[Data listing]
---*---

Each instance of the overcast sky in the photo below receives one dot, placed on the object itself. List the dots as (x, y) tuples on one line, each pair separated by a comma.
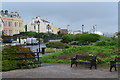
[(102, 14)]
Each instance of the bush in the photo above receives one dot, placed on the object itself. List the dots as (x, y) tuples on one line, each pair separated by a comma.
[(105, 43), (15, 64), (67, 38), (58, 45)]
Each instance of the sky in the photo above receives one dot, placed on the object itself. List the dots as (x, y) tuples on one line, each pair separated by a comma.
[(102, 14)]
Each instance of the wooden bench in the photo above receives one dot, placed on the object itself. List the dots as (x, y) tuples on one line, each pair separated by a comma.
[(114, 63), (84, 59)]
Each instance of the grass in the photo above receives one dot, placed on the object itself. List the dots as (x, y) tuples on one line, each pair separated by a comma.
[(104, 54), (52, 50)]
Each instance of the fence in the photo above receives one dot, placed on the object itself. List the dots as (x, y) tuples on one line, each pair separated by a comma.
[(36, 57)]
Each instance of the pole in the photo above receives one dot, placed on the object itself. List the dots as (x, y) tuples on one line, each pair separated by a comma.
[(39, 39)]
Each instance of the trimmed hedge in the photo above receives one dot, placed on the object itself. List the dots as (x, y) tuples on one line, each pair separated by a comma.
[(17, 64), (56, 44)]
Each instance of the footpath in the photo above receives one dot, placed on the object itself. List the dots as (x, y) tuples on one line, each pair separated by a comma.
[(48, 70)]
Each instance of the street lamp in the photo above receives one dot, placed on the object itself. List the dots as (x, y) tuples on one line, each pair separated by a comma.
[(82, 28), (38, 22), (48, 27)]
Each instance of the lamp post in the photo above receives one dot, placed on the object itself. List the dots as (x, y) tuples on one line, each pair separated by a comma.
[(82, 28), (38, 22), (48, 27)]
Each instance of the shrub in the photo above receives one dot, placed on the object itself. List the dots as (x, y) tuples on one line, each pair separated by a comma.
[(14, 64)]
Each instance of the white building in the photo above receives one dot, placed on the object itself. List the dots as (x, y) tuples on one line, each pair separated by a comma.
[(43, 27)]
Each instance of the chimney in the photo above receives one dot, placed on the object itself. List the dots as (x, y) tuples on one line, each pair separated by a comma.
[(6, 12)]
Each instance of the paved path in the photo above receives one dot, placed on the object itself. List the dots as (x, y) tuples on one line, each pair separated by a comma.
[(60, 71)]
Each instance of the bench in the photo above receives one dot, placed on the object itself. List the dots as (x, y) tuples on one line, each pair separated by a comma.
[(114, 63), (84, 59)]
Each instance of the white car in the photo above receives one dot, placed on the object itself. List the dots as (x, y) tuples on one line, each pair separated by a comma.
[(15, 43)]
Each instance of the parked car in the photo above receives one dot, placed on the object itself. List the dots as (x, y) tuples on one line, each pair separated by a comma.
[(31, 41), (15, 43)]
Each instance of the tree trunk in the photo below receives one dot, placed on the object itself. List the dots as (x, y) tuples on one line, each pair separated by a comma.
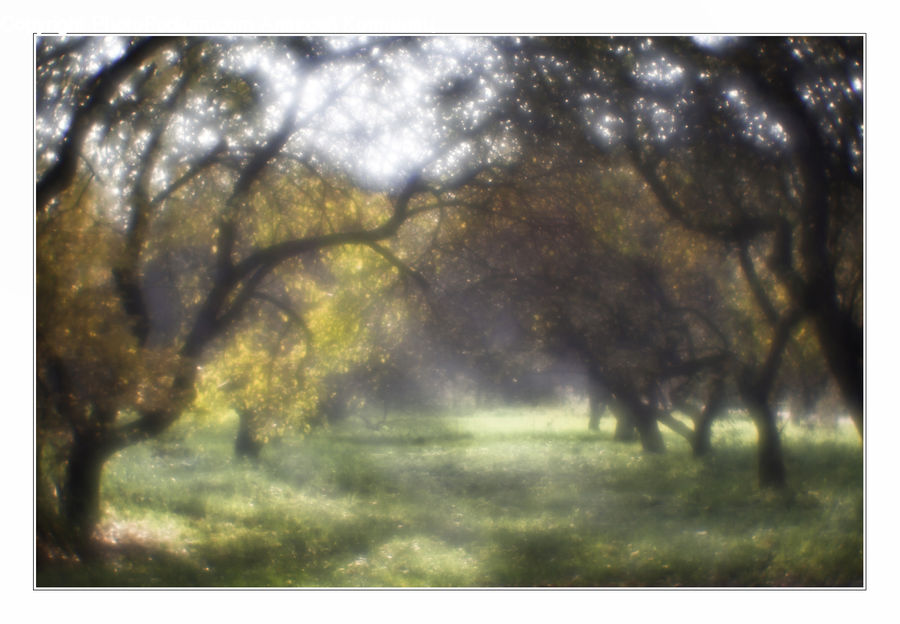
[(624, 429), (770, 458), (246, 444), (648, 429), (595, 407), (81, 489), (702, 440)]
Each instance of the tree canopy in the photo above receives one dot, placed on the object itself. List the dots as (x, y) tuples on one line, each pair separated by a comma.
[(250, 220)]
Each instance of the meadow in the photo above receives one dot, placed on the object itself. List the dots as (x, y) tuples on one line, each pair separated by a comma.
[(492, 498)]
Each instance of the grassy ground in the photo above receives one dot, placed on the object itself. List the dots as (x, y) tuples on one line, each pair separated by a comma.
[(494, 499)]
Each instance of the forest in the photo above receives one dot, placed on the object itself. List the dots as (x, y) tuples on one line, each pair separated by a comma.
[(434, 311)]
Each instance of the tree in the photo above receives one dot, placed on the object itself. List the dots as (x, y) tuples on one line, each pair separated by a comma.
[(174, 211)]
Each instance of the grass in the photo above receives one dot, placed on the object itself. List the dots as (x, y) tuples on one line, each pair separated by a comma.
[(502, 498)]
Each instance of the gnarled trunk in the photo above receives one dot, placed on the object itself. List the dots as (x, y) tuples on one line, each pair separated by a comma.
[(770, 458), (81, 488)]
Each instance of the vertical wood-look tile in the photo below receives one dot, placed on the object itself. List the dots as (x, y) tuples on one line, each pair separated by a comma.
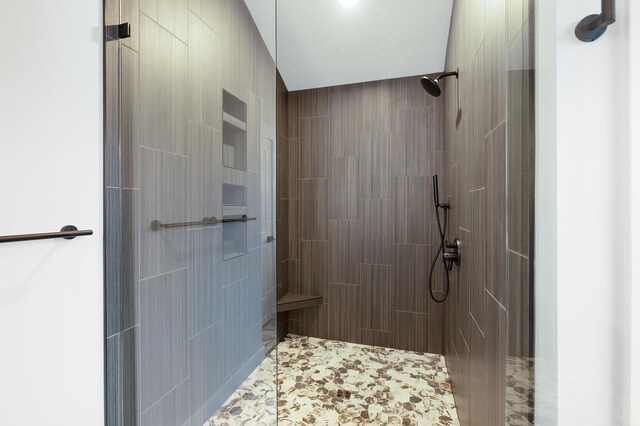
[(163, 335), (377, 290), (314, 103), (293, 111), (375, 171), (210, 11), (477, 257), (495, 62), (293, 168), (345, 239), (413, 209), (293, 275), (379, 231), (344, 121), (315, 267), (496, 217), (314, 147), (411, 331), (344, 312), (313, 209), (129, 119), (163, 88), (112, 114), (293, 228), (520, 318), (374, 105), (163, 197), (204, 74), (495, 361), (344, 194), (477, 396), (412, 125), (411, 275)]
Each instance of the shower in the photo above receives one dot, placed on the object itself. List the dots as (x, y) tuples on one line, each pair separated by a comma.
[(450, 250), (433, 86)]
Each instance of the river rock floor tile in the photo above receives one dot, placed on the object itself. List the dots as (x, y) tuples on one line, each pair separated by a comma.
[(325, 382)]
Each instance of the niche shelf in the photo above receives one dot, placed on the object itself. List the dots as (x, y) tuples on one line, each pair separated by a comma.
[(234, 132), (293, 301), (234, 235)]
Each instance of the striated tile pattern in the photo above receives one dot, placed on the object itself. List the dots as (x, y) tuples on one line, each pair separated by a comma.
[(520, 391), (326, 382)]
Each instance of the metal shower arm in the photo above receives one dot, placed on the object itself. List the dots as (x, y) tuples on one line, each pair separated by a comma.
[(447, 74), (593, 26)]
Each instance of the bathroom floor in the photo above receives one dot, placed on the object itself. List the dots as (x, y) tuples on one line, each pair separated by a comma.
[(325, 382)]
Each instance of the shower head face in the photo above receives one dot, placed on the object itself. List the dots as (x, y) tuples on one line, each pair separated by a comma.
[(431, 86)]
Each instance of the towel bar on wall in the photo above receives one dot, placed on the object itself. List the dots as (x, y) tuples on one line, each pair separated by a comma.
[(593, 26), (68, 232), (156, 225)]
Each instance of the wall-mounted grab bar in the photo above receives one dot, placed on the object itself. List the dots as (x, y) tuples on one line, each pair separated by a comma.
[(206, 221), (68, 232), (593, 26)]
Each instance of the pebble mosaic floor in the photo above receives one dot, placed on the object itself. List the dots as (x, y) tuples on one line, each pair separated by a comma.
[(520, 391), (325, 382)]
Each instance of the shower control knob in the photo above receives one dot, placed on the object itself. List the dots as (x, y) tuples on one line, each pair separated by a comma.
[(451, 253)]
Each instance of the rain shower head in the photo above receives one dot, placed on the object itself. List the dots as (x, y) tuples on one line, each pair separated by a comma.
[(432, 86)]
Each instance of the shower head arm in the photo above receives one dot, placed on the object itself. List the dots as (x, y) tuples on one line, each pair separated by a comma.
[(447, 74)]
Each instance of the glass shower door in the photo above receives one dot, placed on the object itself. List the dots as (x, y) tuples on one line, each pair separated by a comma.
[(190, 209)]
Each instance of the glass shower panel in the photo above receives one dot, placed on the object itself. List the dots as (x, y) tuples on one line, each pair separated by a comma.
[(190, 214)]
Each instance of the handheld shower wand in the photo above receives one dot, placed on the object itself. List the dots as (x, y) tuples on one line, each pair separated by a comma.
[(450, 251)]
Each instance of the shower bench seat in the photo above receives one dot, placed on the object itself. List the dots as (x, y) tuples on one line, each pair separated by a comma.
[(292, 301)]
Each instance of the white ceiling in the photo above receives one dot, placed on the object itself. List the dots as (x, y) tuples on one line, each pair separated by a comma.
[(321, 43)]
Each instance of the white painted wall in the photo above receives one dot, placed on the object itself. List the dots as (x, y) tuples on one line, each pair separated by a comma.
[(51, 309), (583, 271), (634, 95)]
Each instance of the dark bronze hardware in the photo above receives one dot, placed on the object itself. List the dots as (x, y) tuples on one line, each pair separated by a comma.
[(206, 221), (451, 253), (117, 32), (68, 232), (593, 26)]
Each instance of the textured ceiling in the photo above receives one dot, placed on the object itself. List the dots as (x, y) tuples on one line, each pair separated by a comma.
[(263, 13), (321, 43)]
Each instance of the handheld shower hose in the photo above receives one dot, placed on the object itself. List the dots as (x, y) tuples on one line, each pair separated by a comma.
[(448, 257)]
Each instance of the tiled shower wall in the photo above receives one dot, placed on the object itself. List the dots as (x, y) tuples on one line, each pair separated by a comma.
[(489, 166), (356, 198), (183, 327)]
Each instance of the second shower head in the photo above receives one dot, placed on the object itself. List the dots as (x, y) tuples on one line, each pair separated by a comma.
[(432, 86)]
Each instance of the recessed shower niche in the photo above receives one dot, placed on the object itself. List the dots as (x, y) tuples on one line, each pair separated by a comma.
[(234, 132), (234, 207)]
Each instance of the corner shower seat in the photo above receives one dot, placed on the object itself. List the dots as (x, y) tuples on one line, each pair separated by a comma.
[(292, 301)]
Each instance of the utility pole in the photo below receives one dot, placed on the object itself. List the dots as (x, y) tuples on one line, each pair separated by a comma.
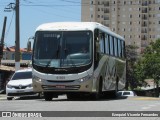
[(17, 38), (2, 39)]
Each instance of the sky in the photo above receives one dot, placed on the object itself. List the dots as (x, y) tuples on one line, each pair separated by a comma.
[(36, 12)]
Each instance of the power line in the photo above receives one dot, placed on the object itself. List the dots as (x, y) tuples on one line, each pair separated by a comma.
[(9, 26)]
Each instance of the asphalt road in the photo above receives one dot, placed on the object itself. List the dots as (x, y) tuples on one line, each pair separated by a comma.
[(134, 104)]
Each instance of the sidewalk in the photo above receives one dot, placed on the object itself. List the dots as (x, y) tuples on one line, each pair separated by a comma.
[(3, 97)]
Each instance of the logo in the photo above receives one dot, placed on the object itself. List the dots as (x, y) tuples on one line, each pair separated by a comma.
[(20, 86), (6, 114)]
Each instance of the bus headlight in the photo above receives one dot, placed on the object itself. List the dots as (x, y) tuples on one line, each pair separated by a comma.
[(30, 85), (88, 77), (35, 78), (9, 86)]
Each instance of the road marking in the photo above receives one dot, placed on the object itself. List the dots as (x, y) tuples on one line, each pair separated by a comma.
[(151, 105), (145, 108), (145, 98)]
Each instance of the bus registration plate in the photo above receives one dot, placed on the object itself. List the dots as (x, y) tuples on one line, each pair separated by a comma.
[(61, 86)]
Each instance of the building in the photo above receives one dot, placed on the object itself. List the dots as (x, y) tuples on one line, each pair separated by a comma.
[(9, 53), (138, 21)]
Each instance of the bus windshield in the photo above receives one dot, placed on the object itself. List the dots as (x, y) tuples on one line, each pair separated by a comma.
[(62, 49)]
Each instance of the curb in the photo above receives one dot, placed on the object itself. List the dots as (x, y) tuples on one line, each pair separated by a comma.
[(3, 97)]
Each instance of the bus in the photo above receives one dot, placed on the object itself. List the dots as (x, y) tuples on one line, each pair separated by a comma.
[(77, 59)]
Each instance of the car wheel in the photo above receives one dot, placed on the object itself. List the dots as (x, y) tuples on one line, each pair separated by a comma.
[(9, 98), (48, 96)]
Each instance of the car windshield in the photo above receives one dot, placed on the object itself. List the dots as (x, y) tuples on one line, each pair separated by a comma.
[(126, 93), (22, 75), (62, 49)]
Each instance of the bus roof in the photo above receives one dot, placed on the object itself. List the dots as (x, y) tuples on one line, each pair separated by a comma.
[(75, 26)]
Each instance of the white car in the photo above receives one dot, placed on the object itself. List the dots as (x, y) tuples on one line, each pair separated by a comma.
[(20, 84), (126, 93)]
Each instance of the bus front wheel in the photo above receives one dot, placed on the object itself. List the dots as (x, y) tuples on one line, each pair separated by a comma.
[(48, 96)]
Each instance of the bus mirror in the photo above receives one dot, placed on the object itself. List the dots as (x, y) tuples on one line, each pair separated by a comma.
[(97, 50)]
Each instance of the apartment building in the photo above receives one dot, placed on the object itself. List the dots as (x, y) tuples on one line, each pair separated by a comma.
[(138, 21)]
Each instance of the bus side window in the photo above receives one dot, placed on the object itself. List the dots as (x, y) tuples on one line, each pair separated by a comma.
[(115, 47), (123, 49), (102, 43), (119, 48), (107, 44), (111, 45)]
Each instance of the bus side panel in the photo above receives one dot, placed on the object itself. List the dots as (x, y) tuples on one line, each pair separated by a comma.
[(110, 70)]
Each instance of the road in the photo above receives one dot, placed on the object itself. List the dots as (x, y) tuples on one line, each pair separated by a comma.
[(62, 104)]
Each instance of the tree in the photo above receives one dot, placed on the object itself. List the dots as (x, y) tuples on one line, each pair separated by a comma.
[(131, 57), (149, 64)]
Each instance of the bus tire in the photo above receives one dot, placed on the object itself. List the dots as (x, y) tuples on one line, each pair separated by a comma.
[(116, 88), (98, 94), (48, 96)]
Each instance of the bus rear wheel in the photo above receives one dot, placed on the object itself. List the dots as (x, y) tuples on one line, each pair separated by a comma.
[(48, 96), (98, 94)]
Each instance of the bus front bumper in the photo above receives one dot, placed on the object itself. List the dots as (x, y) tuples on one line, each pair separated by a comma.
[(82, 85)]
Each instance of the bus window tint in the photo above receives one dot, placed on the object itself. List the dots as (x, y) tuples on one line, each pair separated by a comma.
[(101, 45), (115, 47), (119, 48), (122, 44), (106, 44), (111, 45)]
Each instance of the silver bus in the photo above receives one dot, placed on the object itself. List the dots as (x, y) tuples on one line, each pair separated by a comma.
[(77, 59)]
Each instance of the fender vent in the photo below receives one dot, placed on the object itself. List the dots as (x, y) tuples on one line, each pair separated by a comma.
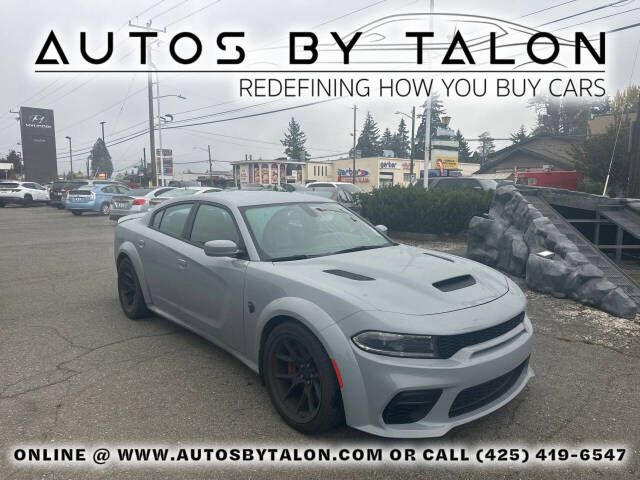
[(349, 275), (455, 283)]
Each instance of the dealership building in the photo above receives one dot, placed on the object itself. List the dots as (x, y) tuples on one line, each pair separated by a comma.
[(372, 172)]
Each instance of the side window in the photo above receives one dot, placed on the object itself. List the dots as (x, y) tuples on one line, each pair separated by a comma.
[(213, 223), (157, 218), (174, 219)]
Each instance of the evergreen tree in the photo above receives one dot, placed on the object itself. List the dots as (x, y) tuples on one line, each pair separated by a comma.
[(486, 146), (369, 140), (401, 145), (100, 159), (464, 151), (387, 140), (437, 110), (15, 158), (520, 135), (294, 140)]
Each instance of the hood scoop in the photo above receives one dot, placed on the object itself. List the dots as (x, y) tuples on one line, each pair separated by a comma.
[(455, 283), (349, 275)]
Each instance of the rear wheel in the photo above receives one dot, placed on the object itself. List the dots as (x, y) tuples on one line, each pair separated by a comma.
[(130, 292), (300, 379)]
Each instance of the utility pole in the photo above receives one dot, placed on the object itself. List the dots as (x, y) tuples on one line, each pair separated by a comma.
[(633, 183), (355, 173), (159, 130), (152, 142), (413, 126), (70, 154), (210, 168), (427, 112)]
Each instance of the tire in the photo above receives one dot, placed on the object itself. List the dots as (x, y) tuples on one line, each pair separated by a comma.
[(300, 379), (129, 291)]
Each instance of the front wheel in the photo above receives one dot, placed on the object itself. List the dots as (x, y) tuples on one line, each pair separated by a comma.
[(130, 292), (300, 379)]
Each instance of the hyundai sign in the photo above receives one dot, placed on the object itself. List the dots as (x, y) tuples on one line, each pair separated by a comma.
[(38, 144)]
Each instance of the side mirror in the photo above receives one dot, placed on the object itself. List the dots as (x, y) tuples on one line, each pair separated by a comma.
[(221, 248)]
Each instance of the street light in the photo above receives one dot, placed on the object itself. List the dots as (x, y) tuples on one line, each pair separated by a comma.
[(70, 154), (166, 119), (208, 149), (413, 124)]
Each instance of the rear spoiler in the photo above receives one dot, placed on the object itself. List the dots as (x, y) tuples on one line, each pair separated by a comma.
[(133, 216)]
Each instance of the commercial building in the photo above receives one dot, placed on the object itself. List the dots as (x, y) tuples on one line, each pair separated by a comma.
[(372, 172)]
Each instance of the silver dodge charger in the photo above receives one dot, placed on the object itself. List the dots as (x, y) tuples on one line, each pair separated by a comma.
[(342, 323)]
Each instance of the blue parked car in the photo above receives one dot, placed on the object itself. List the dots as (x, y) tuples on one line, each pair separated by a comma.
[(93, 198)]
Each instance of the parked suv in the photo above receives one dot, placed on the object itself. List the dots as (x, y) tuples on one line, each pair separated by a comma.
[(22, 193), (94, 198), (59, 190)]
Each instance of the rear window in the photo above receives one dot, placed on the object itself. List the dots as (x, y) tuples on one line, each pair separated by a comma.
[(139, 192), (174, 219)]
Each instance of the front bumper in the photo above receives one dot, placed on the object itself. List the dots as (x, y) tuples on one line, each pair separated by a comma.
[(117, 213), (90, 206), (372, 381)]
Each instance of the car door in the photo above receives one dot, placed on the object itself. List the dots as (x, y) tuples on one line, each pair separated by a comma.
[(213, 291), (161, 250)]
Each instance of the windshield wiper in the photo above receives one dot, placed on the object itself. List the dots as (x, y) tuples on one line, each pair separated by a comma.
[(358, 249), (291, 257)]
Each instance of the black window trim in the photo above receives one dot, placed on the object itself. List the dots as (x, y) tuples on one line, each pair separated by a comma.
[(191, 220), (184, 229)]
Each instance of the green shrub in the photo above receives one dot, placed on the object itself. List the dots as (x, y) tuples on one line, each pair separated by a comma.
[(414, 209)]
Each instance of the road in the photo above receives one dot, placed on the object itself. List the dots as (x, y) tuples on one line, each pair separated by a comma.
[(75, 371)]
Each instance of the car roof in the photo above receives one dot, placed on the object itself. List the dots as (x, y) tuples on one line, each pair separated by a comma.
[(241, 198)]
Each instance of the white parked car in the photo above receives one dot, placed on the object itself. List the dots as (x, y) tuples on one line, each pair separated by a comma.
[(22, 193)]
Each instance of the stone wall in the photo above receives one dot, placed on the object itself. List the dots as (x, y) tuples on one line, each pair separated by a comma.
[(514, 233)]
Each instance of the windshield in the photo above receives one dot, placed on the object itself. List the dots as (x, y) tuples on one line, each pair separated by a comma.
[(350, 187), (303, 230), (179, 192)]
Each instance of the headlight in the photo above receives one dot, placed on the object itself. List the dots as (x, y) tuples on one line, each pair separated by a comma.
[(396, 344)]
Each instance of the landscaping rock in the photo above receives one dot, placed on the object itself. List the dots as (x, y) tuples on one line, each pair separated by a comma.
[(516, 232)]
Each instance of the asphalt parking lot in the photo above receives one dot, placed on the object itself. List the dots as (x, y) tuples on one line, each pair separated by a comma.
[(75, 370)]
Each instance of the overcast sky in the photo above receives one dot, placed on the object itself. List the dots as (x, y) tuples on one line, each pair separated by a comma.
[(81, 101)]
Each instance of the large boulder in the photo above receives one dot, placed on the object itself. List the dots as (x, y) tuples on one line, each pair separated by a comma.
[(513, 235)]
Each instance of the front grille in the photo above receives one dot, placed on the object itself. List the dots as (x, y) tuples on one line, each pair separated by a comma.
[(448, 345), (411, 406), (472, 398)]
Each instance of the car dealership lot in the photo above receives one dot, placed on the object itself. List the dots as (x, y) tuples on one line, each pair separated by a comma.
[(75, 370)]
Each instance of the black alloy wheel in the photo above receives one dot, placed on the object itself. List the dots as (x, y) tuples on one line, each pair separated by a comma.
[(129, 291), (301, 381)]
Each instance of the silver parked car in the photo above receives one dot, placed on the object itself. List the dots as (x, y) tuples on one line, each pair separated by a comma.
[(341, 322), (135, 201)]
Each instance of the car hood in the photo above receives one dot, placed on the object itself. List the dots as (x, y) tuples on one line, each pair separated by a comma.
[(402, 279)]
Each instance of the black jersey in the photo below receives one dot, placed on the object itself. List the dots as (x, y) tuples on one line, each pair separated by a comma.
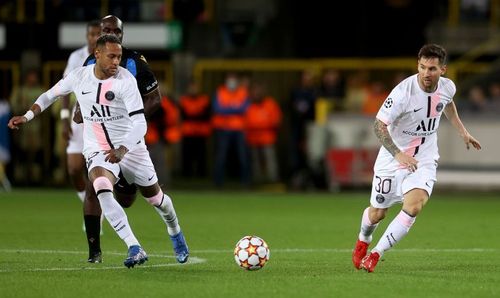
[(138, 66)]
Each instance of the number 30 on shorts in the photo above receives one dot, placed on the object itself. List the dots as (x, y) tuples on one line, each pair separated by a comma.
[(383, 185)]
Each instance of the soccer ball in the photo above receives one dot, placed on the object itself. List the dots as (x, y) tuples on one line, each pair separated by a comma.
[(251, 253)]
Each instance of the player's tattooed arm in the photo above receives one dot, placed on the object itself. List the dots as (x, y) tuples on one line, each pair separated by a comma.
[(384, 137)]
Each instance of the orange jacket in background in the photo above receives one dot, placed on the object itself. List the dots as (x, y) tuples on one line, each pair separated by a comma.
[(229, 108), (262, 122), (196, 113), (164, 124)]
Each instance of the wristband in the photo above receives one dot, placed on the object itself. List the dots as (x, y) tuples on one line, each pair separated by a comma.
[(29, 115), (64, 114)]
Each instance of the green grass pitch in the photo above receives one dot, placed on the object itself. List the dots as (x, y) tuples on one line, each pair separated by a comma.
[(453, 249)]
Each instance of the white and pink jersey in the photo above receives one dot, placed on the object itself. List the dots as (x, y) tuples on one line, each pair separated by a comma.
[(106, 105), (413, 116)]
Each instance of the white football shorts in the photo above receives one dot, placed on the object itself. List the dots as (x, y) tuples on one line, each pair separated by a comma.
[(389, 187), (136, 166)]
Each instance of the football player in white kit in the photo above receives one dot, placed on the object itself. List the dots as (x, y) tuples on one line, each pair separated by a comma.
[(114, 129), (405, 169), (73, 132)]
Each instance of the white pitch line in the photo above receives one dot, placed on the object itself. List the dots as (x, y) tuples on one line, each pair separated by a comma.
[(349, 250)]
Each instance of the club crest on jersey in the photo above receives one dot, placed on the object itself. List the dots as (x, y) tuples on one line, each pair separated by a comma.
[(439, 107), (388, 103), (109, 95)]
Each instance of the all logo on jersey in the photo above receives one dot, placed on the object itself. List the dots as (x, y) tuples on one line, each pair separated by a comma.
[(429, 126), (103, 111), (388, 103), (109, 95)]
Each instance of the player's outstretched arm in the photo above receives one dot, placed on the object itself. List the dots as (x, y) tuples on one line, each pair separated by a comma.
[(451, 113), (16, 121)]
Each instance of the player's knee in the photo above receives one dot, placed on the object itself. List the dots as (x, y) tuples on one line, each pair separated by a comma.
[(74, 170), (156, 199)]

---*---

Directions:
Take the line that contains "Each instance of the white and" and each line after it down to the last of the records, and retype them exactly; add nothing else.

Expected answer:
Each instance of the white and pink jersey in the photo above receives one dot, placed on the object itself. List the dots as (x, y) tuples on one line, each pair separated by a comma.
[(106, 105), (413, 116)]
Each instance of the white football shorts in the photo above receives one dot, placed on the object itself. List the dots as (x, y) tuples on one line, each pair separated by a comma.
[(389, 187), (136, 166)]
Each instance of the football player in white kit in the photo above receives one dot, placed on the object itself. List the dots as (x, y) tuples on one line, each pair separated by a comma.
[(114, 129), (405, 169), (73, 132)]
Each instance of the white pitch line in the photo above receives one dot, placed on the object itself. List the dots as (x, y) tuples on one line, each pair separated by a comma.
[(349, 250)]
Each instance of the club crest on jersey in the photo above receives one dot, placed on the object itself. List the dots as (x, y) tuples on one line, each pair separated by a comma.
[(439, 107), (388, 103), (109, 95)]
Each instance of the all logo on jersey in the photo above receives one dot, placed on the object itself. List the dots as (x, y) tuples on one line, each pair separated by a comma.
[(429, 126), (103, 111), (388, 103), (109, 95)]
Each instance of the player's outstretched arm in the photo above receives one dot, placed on the object itself. List the dots as (x, y) tuples on one line, each pair separated by a comma.
[(451, 113), (16, 121)]
Each instance of the player's knee in the photo above receives one dot, placed on the object itself. List the dots as (x, y) tuples on one line, each pair separated by a comma.
[(74, 170), (156, 199)]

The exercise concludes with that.